From the material below, set down exactly the lines that run from the one containing "Can you find the sky?" to the one containing "Can you find the indonesian", minus the pictures.
━━ Records shown
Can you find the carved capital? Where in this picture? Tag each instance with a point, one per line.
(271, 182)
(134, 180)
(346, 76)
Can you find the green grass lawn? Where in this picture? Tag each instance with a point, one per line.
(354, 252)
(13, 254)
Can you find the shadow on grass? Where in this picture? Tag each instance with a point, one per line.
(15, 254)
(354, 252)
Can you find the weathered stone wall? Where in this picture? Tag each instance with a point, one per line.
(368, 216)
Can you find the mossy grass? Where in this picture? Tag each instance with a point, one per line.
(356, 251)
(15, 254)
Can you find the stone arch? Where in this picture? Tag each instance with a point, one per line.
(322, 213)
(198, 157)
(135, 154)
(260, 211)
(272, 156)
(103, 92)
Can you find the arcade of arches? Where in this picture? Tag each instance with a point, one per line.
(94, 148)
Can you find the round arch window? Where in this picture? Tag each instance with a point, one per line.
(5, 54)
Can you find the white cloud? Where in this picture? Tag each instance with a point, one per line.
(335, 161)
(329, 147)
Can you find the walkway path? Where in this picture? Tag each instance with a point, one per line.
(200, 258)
━━━━
━━ Records shown
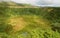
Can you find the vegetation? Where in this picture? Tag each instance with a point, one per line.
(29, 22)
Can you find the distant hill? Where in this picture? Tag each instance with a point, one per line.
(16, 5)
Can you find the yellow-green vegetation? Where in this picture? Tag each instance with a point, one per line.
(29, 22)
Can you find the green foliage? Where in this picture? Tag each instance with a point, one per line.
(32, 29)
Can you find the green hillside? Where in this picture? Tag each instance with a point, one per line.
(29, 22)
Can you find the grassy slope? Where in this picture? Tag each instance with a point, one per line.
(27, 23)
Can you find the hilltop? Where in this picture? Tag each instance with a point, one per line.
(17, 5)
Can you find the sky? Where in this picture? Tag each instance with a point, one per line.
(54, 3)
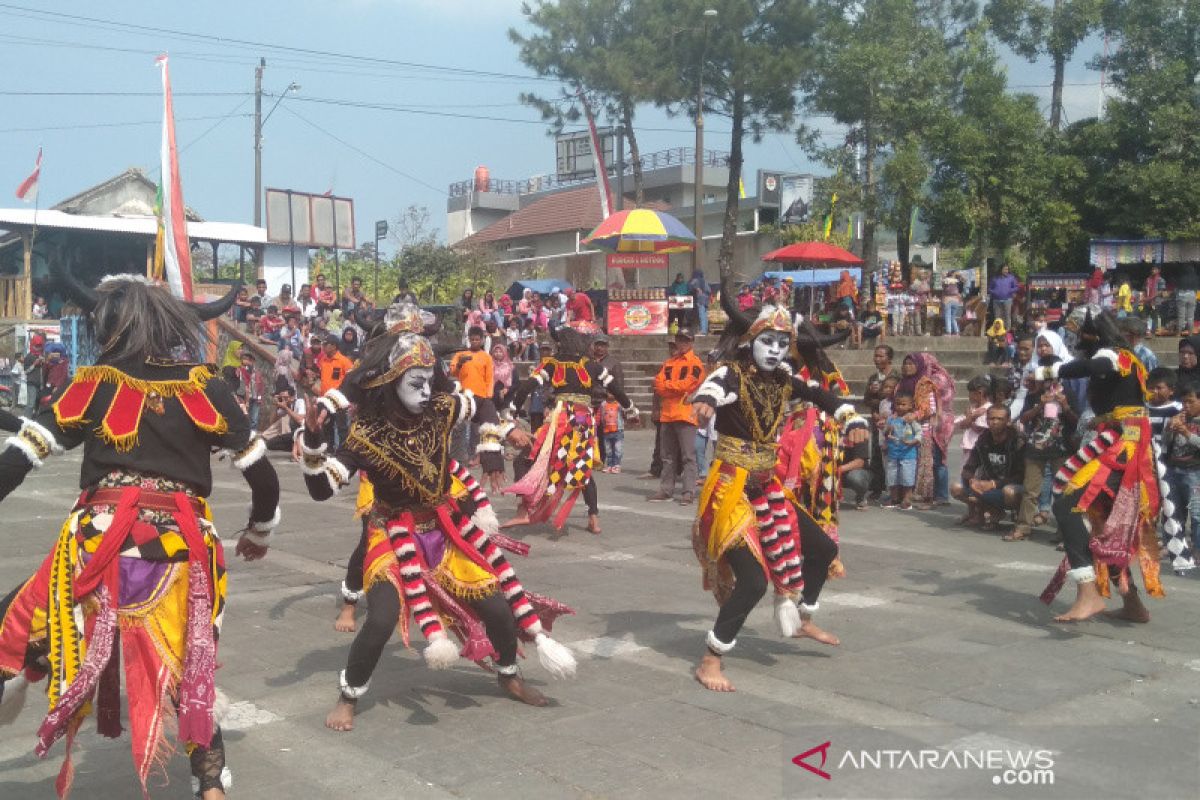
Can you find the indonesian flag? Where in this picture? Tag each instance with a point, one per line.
━━━━
### Solution for this problem
Can you find the sky? Where in this picture? Tag each instance with a point, one per line.
(54, 3)
Can you find the indonesian flag? Where in this picture? Tag each instance with a point, one per line.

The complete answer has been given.